▶ _Directions for this task_: Write out the data below exactly as given, without any of its pictures.

(Dataset rows on where objects appear)
----

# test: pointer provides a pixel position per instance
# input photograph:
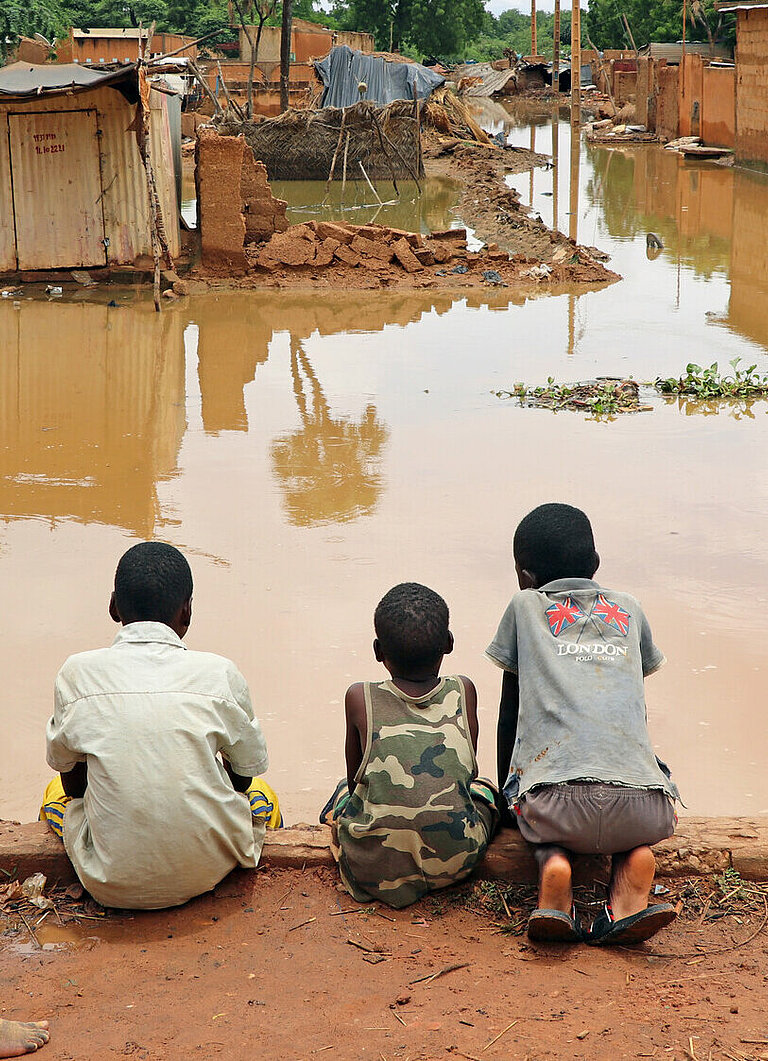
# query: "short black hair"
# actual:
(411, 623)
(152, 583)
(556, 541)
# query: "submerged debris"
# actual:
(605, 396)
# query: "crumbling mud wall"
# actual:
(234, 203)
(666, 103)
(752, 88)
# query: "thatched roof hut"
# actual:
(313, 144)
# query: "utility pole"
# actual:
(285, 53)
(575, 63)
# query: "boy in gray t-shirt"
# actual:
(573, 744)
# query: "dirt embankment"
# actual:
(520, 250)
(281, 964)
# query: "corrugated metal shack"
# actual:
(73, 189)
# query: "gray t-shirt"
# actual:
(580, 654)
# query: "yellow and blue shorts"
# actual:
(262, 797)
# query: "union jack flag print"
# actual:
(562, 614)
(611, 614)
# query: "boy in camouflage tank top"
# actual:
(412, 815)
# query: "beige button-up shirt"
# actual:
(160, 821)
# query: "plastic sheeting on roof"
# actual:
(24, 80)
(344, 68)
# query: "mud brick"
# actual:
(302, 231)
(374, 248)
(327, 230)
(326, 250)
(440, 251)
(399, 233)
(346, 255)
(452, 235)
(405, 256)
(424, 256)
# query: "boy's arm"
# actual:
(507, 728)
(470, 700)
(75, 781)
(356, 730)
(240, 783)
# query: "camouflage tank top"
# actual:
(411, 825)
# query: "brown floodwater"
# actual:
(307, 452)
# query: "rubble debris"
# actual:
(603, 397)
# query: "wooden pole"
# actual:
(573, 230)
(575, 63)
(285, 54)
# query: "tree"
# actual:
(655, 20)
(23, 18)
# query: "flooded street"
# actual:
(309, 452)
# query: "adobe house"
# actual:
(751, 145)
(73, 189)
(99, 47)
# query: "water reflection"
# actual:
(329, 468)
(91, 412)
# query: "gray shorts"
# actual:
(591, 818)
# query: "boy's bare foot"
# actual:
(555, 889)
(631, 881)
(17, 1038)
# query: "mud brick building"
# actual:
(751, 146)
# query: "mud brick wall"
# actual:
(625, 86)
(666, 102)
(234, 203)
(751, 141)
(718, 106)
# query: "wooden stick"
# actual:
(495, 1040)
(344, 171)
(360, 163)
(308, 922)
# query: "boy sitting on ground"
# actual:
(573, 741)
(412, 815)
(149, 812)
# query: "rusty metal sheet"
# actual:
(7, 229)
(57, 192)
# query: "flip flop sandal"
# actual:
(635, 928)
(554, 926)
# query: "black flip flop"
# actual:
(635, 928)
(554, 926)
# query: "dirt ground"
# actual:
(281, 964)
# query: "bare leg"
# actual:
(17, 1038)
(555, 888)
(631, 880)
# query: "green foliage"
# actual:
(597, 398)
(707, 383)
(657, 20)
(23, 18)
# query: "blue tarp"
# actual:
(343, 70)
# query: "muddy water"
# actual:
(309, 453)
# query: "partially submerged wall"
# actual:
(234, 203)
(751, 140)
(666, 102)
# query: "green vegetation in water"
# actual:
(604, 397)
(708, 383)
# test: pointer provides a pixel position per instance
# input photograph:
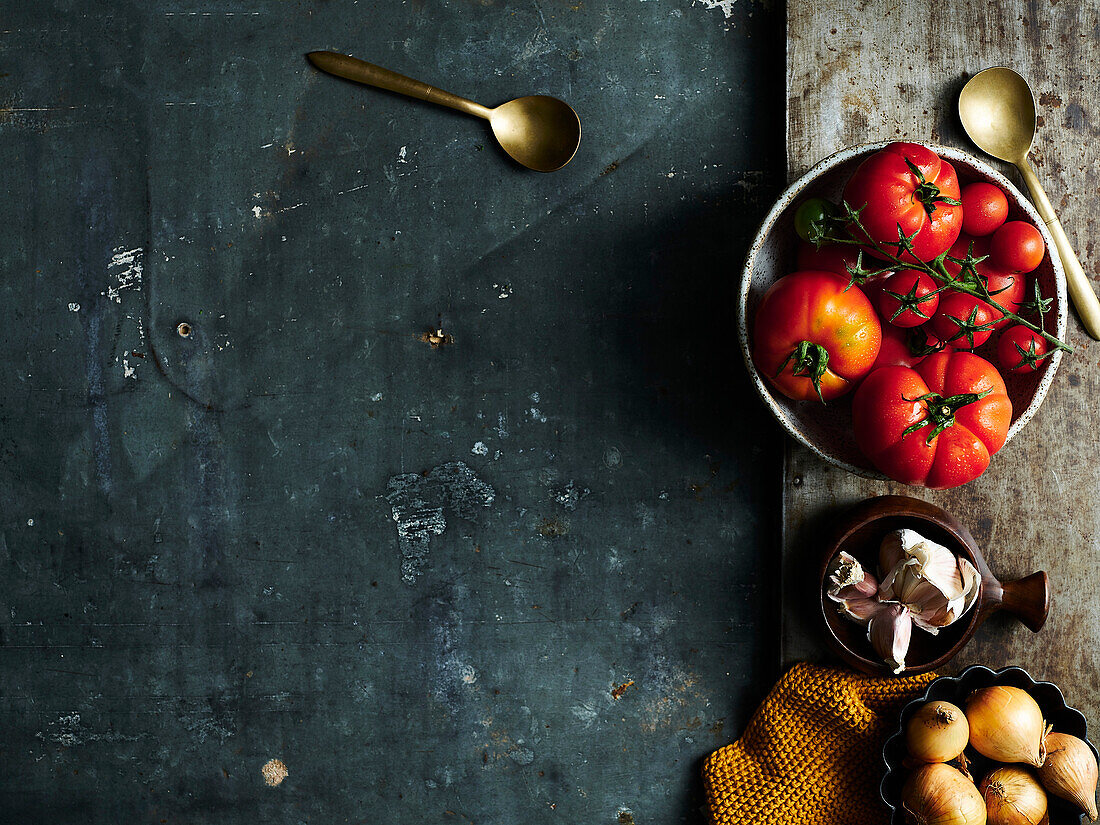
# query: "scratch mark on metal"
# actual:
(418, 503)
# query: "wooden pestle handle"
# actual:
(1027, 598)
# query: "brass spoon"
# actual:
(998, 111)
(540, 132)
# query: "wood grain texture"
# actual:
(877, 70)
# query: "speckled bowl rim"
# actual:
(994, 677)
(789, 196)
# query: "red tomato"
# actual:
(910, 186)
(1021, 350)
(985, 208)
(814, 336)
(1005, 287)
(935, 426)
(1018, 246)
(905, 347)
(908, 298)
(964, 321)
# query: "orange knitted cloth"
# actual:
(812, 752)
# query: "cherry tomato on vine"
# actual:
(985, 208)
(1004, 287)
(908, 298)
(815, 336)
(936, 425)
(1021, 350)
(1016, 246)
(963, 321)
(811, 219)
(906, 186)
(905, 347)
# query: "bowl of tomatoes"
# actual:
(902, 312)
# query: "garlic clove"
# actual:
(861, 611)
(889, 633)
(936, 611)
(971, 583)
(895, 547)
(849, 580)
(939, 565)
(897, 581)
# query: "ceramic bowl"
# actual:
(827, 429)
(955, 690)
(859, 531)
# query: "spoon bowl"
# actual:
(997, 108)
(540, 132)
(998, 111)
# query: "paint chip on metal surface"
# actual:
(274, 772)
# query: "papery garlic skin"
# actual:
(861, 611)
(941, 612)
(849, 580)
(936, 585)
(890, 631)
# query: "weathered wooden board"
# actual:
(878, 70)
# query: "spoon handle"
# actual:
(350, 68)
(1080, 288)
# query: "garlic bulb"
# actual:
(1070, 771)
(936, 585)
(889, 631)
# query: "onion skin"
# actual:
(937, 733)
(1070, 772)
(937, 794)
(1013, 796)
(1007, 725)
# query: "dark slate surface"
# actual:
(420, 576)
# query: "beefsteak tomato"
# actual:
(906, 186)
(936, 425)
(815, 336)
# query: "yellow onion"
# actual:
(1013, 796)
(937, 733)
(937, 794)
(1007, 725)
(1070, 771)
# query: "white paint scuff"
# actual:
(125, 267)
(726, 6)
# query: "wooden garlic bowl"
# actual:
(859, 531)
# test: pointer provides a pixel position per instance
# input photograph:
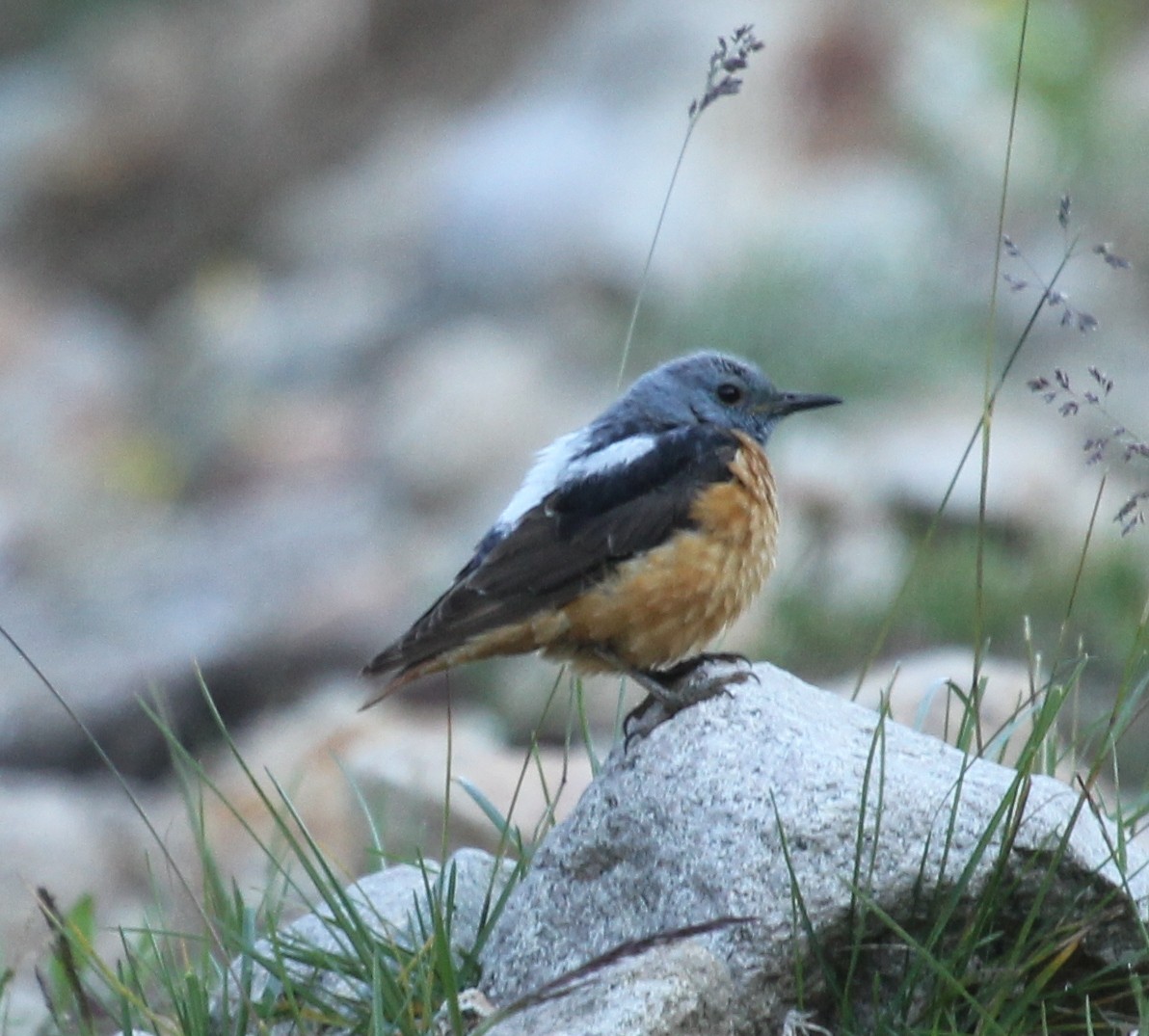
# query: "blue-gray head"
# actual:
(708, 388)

----

▶ _Final answer_:
# test: pointer provides a pixel position per instance
# input photograph:
# query: "short black hair"
# actual:
(411, 623)
(152, 583)
(556, 541)
# query: "submerged debris"
# actual:
(605, 396)
# query: "crumbling mud wall"
# actual:
(234, 203)
(666, 103)
(752, 88)
# query: "thatched roof hut"
# actual:
(313, 144)
# query: "utility pole"
# actual:
(285, 53)
(575, 63)
# query: "boy in gray t-shirt"
# actual:
(573, 744)
# query: "dirt embankment"
# actual:
(520, 250)
(281, 964)
# query: "corrugated metal shack"
# actual:
(73, 189)
# query: "gray t-shirt"
# actual:
(580, 654)
# query: "yellow and blue shorts"
# actual:
(262, 797)
# query: "union jack flag print"
# actual:
(562, 614)
(611, 614)
# query: "boy in camouflage tank top"
# actual:
(412, 815)
# query: "beige button-up shirt"
# actual:
(160, 821)
# query: "plastic sheeting on roof"
# actual:
(24, 80)
(344, 68)
# query: "mud brick"
# actual:
(302, 231)
(374, 248)
(327, 230)
(326, 250)
(440, 251)
(399, 233)
(346, 255)
(452, 235)
(405, 256)
(424, 256)
# query: "boy's arm"
# actual:
(507, 728)
(470, 700)
(75, 781)
(356, 730)
(240, 783)
# query: "camouflage tank top"
# actual:
(411, 825)
# query: "brown floodwater"
# actual:
(307, 452)
# query: "rubble debris"
# actual:
(603, 397)
# query: "wooden pole"
# actual:
(573, 230)
(575, 63)
(285, 54)
# query: "tree"
# actual:
(655, 20)
(23, 18)
# query: "flooded street"
# actual:
(309, 452)
# query: "adobe house"
# actual:
(751, 145)
(73, 189)
(99, 47)
# query: "water reflection"
# actual:
(329, 468)
(91, 412)
# query: "gray shorts"
# actual:
(591, 818)
# query: "boy's bare foot"
# actual:
(555, 889)
(631, 881)
(17, 1038)
# query: "mud brick building"
# actual:
(751, 146)
# query: "mud brick wall"
# actual:
(625, 86)
(666, 102)
(234, 203)
(751, 141)
(718, 106)
# query: "wooden stick"
# actual:
(495, 1040)
(344, 171)
(360, 163)
(308, 922)
# query: "boy sitting on ground"
# actual:
(573, 741)
(412, 815)
(149, 812)
# query: "rusty metal sheet"
# actual:
(7, 229)
(57, 192)
# query: "flip flop sandal"
# actual:
(635, 928)
(554, 926)
# query: "black flip flop"
# actual:
(635, 928)
(554, 926)
# query: "dirt ground"
# actual:
(281, 964)
# query: "bare leg"
# actual:
(17, 1038)
(555, 888)
(631, 880)
# query: "green foliage"
# actual:
(597, 398)
(707, 383)
(657, 20)
(23, 18)
# query: "blue tarp"
# actual:
(343, 70)
# query: "muddy water"
# actual:
(309, 453)
# query: "partially submerged wall"
# actual:
(234, 203)
(751, 140)
(666, 102)
# query: "green vegetation in water"
# actual:
(604, 397)
(708, 383)
# test: pointer provides a pixel position per instance
# input photograph:
# query: "scratch mark on metal"
# actual:
(418, 503)
# query: "wooden pestle handle"
# actual:
(1027, 598)
# query: "brass spoon"
# actual:
(998, 111)
(540, 132)
# query: "wood grain texture"
# actual:
(877, 70)
# query: "speckled bowl rim"
# actual:
(994, 677)
(789, 196)
# query: "red tomato"
# actual:
(910, 186)
(1021, 350)
(985, 208)
(814, 336)
(1005, 287)
(935, 426)
(1018, 246)
(905, 347)
(908, 298)
(964, 321)
# query: "orange knitted cloth"
# actual:
(812, 752)
# query: "cherry tomato on vine"
# actual:
(985, 208)
(1004, 287)
(908, 298)
(815, 336)
(936, 425)
(1021, 350)
(1016, 246)
(963, 321)
(811, 219)
(906, 186)
(905, 347)
# query: "bowl of tomatoes"
# actual:
(902, 312)
# query: "garlic clove"
# actual:
(861, 611)
(889, 633)
(936, 611)
(971, 583)
(895, 547)
(849, 580)
(939, 565)
(897, 581)
# query: "ceramic bowl"
# actual:
(827, 429)
(955, 690)
(859, 531)
# query: "spoon bowl"
# actual:
(997, 108)
(540, 132)
(998, 111)
# query: "paint chip on metal surface"
# actual:
(274, 772)
# query: "papery garlic skin"
# actual:
(861, 611)
(941, 612)
(849, 580)
(936, 585)
(890, 631)
# query: "weathered wooden board"
# actual:
(878, 70)
# query: "spoon handle"
# actual:
(350, 68)
(1080, 288)
# query: "garlic bulb"
# actual:
(1070, 771)
(936, 585)
(889, 631)
# query: "onion skin"
# actual:
(937, 733)
(1070, 772)
(937, 794)
(1013, 796)
(1007, 725)
# query: "dark slate surface"
# actual:
(420, 576)
# query: "beefsteak tomato"
# actual:
(906, 186)
(936, 425)
(815, 336)
# query: "yellow onion"
# actual:
(1013, 796)
(937, 733)
(937, 794)
(1007, 725)
(1070, 771)
# query: "white paint scuff"
# actual:
(125, 267)
(726, 6)
# query: "wooden garlic bowl"
# actual:
(859, 531)
# test: pointer provides a pixel position per instance
# input photograph:
# query: "blue-gray head"
# actual:
(708, 388)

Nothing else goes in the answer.